§ TASK BRIEF:
In the entries below, find the line with "# each pair looks like [[140, 359]]" and the line with "# each pair looks like [[521, 40]]"; give again those lines and every line between them, exactly.

§ DATA PROVIDED:
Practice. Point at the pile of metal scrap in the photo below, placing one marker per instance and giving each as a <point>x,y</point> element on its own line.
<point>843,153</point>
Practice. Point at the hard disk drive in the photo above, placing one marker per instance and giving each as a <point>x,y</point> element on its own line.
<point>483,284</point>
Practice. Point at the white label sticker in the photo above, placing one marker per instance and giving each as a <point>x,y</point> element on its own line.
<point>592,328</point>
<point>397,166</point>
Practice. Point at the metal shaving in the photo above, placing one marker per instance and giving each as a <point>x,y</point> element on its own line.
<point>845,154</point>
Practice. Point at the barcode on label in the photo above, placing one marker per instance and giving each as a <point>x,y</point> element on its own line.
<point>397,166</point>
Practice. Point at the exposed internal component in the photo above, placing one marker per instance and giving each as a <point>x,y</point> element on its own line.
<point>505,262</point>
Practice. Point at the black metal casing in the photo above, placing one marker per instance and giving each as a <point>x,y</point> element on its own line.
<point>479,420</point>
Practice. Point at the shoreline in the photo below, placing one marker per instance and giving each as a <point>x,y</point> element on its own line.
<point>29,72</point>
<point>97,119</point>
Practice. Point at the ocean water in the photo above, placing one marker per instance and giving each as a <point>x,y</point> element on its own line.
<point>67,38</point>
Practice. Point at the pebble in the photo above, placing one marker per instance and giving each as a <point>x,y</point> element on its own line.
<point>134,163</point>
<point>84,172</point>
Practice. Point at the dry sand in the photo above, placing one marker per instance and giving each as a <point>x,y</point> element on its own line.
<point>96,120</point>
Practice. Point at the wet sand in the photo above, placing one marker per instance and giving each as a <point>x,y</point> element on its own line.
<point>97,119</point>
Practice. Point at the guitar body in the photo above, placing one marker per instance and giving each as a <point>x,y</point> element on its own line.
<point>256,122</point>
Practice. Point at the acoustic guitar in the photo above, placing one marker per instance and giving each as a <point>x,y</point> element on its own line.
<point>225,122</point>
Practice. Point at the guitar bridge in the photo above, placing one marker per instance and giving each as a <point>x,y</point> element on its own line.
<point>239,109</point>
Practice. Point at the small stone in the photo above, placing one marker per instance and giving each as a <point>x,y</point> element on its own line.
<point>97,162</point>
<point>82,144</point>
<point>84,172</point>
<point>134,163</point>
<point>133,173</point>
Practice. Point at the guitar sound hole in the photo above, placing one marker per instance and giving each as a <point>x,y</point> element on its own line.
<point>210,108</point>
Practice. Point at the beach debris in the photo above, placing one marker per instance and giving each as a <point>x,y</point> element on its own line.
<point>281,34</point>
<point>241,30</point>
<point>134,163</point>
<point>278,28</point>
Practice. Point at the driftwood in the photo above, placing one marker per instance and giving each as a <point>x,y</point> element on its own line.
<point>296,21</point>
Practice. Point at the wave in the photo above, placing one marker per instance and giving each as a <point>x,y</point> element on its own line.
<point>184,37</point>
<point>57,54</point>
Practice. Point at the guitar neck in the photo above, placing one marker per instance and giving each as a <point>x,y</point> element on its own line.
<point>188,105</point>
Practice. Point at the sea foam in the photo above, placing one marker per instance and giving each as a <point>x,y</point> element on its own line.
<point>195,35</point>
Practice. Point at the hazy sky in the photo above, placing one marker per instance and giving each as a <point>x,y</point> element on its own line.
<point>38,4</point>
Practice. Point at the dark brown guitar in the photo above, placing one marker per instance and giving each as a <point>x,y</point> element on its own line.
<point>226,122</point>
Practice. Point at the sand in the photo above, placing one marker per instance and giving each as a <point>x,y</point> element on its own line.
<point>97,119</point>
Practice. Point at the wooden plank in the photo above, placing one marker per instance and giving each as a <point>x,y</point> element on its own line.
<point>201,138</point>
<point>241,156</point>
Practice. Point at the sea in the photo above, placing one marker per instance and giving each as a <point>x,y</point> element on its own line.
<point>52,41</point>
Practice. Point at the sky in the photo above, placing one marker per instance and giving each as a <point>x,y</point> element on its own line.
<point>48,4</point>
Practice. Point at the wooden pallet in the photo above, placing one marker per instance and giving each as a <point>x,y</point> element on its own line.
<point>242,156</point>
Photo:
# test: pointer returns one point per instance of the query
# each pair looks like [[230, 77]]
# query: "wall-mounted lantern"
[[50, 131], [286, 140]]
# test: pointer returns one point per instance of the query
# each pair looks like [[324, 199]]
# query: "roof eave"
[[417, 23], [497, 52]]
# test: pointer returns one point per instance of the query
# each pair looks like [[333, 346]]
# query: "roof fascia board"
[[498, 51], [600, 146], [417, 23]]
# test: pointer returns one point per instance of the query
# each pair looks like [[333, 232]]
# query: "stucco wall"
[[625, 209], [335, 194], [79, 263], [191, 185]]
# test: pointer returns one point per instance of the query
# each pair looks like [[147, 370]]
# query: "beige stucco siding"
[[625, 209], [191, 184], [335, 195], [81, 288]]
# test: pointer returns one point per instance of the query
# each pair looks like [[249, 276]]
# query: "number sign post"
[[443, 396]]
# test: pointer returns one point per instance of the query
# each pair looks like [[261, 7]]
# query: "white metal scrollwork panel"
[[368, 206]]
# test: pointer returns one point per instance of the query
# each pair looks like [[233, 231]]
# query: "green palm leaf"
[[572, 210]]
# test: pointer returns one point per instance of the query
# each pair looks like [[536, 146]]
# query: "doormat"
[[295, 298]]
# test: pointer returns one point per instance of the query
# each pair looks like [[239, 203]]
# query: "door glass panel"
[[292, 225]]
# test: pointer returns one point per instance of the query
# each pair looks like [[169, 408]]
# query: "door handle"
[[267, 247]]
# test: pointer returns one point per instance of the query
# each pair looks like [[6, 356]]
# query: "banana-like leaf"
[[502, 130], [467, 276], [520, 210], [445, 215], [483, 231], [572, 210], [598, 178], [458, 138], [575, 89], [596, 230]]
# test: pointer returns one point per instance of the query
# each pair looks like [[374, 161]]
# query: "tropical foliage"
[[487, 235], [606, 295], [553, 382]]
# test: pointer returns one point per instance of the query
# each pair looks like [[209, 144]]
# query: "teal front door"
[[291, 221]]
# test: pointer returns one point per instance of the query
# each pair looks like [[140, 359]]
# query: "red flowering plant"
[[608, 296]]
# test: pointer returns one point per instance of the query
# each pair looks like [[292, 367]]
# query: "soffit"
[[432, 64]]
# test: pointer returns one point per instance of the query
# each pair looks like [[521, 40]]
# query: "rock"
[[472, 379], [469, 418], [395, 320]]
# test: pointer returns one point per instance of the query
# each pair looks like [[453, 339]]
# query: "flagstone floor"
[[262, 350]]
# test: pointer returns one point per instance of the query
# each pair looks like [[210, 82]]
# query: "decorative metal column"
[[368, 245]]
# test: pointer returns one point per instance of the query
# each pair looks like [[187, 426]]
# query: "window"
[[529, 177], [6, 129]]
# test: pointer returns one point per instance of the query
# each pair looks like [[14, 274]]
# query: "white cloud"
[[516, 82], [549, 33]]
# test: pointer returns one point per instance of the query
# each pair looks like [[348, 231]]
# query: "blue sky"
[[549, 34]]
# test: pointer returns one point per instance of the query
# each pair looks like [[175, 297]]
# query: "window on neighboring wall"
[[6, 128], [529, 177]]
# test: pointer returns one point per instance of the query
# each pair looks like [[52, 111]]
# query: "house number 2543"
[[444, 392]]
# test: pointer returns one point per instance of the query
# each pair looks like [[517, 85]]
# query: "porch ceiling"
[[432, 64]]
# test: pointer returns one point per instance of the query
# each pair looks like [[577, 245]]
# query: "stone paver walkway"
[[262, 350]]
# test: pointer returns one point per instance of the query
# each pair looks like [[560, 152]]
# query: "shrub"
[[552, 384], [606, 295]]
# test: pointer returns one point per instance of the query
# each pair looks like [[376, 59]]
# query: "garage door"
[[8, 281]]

§ OUTPUT:
# each pair looks like [[140, 359]]
# query: "red flowering plant"
[[608, 296]]
# test: pointer returns one point per instance of the query
# each pair looks like [[292, 367]]
# query: "soffit"
[[432, 64]]
# test: pointer returns one point per instance of the query
# each pair looks like [[521, 40]]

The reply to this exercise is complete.